*** Opening Provided material ***
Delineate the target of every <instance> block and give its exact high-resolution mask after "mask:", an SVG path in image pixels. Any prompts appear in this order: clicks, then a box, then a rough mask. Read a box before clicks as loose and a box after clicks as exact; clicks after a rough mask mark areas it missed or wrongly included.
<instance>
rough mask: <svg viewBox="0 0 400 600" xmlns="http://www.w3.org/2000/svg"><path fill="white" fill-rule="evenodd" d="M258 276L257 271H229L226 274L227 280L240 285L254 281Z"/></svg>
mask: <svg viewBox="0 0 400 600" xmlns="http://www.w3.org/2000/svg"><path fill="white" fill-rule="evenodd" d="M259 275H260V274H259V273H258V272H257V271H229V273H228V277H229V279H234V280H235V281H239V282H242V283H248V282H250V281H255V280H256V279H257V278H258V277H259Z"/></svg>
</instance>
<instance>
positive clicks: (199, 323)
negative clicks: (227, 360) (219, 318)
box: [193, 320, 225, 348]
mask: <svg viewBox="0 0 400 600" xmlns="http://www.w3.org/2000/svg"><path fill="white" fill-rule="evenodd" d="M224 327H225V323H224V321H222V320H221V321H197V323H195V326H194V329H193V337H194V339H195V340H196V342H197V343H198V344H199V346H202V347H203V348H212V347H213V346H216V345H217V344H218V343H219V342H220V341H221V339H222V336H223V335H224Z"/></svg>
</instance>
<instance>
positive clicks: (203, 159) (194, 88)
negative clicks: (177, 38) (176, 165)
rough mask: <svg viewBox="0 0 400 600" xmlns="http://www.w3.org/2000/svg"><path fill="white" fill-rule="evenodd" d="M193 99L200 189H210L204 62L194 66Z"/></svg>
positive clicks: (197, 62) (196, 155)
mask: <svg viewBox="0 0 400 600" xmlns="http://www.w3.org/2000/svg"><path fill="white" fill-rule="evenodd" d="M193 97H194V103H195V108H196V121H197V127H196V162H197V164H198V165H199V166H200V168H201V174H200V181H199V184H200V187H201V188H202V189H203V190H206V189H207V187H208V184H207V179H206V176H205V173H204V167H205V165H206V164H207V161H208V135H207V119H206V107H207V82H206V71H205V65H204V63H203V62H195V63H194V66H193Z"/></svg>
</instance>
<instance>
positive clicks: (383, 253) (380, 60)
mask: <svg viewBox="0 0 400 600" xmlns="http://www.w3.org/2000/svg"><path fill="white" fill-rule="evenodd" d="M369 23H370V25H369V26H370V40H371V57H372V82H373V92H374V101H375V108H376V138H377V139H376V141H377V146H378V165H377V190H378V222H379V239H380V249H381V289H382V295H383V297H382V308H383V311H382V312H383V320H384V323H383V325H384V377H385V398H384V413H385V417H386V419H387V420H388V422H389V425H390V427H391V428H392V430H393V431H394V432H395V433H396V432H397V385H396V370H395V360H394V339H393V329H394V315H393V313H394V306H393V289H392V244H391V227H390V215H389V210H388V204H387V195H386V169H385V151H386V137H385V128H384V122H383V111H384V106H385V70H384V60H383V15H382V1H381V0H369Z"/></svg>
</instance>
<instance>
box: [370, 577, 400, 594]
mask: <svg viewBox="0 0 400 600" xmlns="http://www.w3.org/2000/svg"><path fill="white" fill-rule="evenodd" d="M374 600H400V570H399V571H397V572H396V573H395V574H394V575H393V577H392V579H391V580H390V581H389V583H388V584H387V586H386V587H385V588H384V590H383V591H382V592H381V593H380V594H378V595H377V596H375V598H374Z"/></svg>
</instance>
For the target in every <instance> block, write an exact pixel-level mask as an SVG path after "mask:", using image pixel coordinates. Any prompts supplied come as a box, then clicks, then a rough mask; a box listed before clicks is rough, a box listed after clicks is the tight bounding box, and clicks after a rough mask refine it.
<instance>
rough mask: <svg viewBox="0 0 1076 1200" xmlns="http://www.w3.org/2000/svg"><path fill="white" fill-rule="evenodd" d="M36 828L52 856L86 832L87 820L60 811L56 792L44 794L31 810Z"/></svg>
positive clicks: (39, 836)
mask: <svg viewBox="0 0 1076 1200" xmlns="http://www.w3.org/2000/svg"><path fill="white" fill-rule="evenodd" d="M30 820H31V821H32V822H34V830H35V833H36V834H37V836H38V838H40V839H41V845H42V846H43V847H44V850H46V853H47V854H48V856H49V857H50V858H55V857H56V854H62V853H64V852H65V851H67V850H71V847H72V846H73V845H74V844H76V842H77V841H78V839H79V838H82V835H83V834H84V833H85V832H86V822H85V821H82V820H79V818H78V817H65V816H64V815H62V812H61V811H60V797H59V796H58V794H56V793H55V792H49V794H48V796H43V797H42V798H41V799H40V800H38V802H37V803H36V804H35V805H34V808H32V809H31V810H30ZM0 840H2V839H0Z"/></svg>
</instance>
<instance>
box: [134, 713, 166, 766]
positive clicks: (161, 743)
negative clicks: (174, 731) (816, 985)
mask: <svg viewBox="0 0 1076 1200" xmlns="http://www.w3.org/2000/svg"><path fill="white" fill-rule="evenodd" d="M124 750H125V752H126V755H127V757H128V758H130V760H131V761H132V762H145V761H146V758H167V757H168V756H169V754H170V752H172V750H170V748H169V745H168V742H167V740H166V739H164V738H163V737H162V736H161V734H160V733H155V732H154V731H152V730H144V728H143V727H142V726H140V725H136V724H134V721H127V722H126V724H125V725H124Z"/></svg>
*** Closing Provided material ***
*** Opening Provided material ***
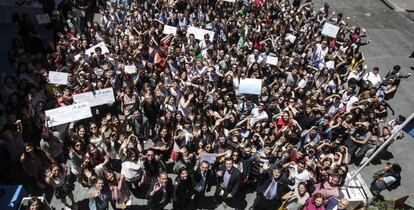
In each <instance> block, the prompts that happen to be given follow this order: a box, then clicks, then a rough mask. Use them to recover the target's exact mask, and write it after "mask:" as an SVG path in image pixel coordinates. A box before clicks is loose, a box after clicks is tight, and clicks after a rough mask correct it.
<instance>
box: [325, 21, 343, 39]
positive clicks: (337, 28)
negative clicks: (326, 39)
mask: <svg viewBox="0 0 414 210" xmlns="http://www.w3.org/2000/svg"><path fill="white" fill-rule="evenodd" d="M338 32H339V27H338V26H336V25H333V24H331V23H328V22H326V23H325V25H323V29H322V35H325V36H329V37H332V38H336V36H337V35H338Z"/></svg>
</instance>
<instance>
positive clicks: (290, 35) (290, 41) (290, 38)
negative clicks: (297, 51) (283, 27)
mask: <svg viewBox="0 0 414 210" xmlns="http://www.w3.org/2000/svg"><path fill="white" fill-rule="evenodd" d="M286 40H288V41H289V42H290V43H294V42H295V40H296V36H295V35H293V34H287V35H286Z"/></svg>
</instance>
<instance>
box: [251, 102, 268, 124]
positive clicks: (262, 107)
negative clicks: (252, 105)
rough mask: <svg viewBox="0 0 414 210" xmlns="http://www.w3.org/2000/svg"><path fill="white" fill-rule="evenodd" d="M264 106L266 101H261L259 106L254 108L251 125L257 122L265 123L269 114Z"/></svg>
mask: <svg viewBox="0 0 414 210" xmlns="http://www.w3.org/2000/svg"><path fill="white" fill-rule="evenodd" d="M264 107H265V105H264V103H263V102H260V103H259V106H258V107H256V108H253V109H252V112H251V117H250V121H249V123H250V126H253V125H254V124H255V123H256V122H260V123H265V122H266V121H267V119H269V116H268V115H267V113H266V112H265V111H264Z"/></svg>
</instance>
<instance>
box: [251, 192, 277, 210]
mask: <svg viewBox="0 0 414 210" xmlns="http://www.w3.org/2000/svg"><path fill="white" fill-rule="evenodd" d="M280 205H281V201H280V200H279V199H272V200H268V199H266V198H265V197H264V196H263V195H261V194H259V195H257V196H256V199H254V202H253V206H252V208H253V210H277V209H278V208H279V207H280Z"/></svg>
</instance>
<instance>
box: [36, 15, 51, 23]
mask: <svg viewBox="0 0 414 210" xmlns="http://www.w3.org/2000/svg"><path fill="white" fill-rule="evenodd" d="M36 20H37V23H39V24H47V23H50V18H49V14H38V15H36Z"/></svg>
*** Closing Provided material ***
Copy only this part of the entries above: the line with "In each <instance>", the line with "positive clicks: (290, 35)", and the lines between, all exactly as written.

◆ **Exercise solution**:
In each <instance> block, the prompts that happen to be given follow this order: a box, then clicks, then a rough mask. Use them to recover the target's exact mask, and write it after "mask:" as an SVG path in image pixel coordinates. A box before clicks is loose, a box after clicks is tight, and clicks after a rough mask correct it.
<instance>
box: [325, 21, 343, 39]
positive clicks: (337, 28)
negative clicks: (326, 39)
mask: <svg viewBox="0 0 414 210" xmlns="http://www.w3.org/2000/svg"><path fill="white" fill-rule="evenodd" d="M338 32H339V27H338V26H336V25H333V24H331V23H328V22H326V23H325V25H323V29H322V35H325V36H329V37H332V38H336V36H337V35H338Z"/></svg>
</instance>
<instance>
positive clicks: (290, 35) (290, 41) (290, 38)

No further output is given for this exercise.